* **Coordinate annotation records**:
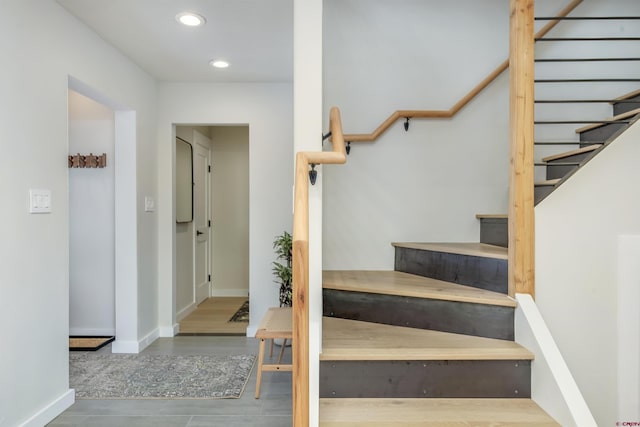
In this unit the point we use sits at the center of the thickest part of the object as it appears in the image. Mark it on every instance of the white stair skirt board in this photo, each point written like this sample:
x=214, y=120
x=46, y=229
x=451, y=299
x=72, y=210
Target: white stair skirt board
x=52, y=410
x=552, y=385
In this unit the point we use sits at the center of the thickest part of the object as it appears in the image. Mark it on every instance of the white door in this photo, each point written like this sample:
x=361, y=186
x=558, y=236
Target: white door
x=201, y=216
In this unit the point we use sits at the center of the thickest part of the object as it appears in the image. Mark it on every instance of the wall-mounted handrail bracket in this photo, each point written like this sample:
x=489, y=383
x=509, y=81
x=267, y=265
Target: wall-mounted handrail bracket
x=313, y=174
x=325, y=136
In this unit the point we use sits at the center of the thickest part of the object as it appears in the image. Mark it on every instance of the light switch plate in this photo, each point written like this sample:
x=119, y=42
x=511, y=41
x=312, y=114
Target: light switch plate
x=39, y=201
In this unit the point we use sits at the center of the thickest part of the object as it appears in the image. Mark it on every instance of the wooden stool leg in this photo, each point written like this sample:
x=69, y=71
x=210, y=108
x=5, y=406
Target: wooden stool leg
x=284, y=344
x=259, y=374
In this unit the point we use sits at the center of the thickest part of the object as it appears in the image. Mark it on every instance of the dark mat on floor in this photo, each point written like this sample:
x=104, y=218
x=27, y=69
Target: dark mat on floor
x=242, y=315
x=87, y=343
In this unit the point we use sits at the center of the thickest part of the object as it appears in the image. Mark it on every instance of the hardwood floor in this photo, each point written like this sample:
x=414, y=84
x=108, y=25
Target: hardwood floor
x=212, y=318
x=273, y=409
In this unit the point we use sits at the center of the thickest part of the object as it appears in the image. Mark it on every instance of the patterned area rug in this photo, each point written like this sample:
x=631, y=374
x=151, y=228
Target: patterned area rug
x=242, y=315
x=134, y=376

* **Exercise goal**:
Write out the records again, starting at the beginning and ending with the line that contains "x=273, y=409", both ends included, with the requests kept and the pictures left out. Multiply every coordinate in the answers by 1.55 and round each result to a whole number, halves up, leaving the requests and their sample coordinates unchanged.

* **Expected answer**:
In this unit the point we use sits at the center of the thickest part of the object as it appears in the image. Mark it on every instance of the white stair skirt board in this photo, each point written like this sample:
x=214, y=120
x=46, y=229
x=451, y=299
x=72, y=210
Target: white stair skirt board
x=81, y=636
x=856, y=597
In this unit the point we use sits at the center of the thickest part of the object as it appears in the image. Mark it on every instance of the white door in this photo, each point written like this sample:
x=361, y=186
x=558, y=236
Target: white door
x=312, y=335
In this unit the point we use sits at the center of the thickest part of the object as it appears in the image. Mark it on every instance of the wall-mounted handrail bracket in this photo, each point written like this sample:
x=489, y=383
x=509, y=81
x=267, y=265
Target: wall-mounted handrail bracket
x=485, y=270
x=504, y=211
In this unit the point we use sits at the center of the thickest part of the object as it appears in the image. Mark it on every instance of the light switch plate in this photo, each point written like this sample:
x=119, y=42
x=511, y=41
x=312, y=114
Target: light switch plate
x=60, y=312
In this unit the point we use sits at the center of the thickest part of the object as it appears in the image. Mark it on every instance of the wooden stool leg in this photo, each point written like this sample:
x=69, y=71
x=210, y=108
x=5, y=406
Target: wooden stool leg
x=440, y=533
x=401, y=580
In this unit the point we use sits at the center of the thickest part of the object as it appears in the image. Mark it on every instance of the dark mat on floor in this photo, each point written like this sample:
x=104, y=218
x=27, y=69
Target: dark mat on floor
x=375, y=488
x=135, y=532
In this unit the point we use sits at the center of the thickest part of the object as it appears in the image. Mark it on every instance of the hardwood floor in this photo, each point written like this sample:
x=414, y=84
x=108, y=25
Target: hardwood floor
x=329, y=493
x=423, y=634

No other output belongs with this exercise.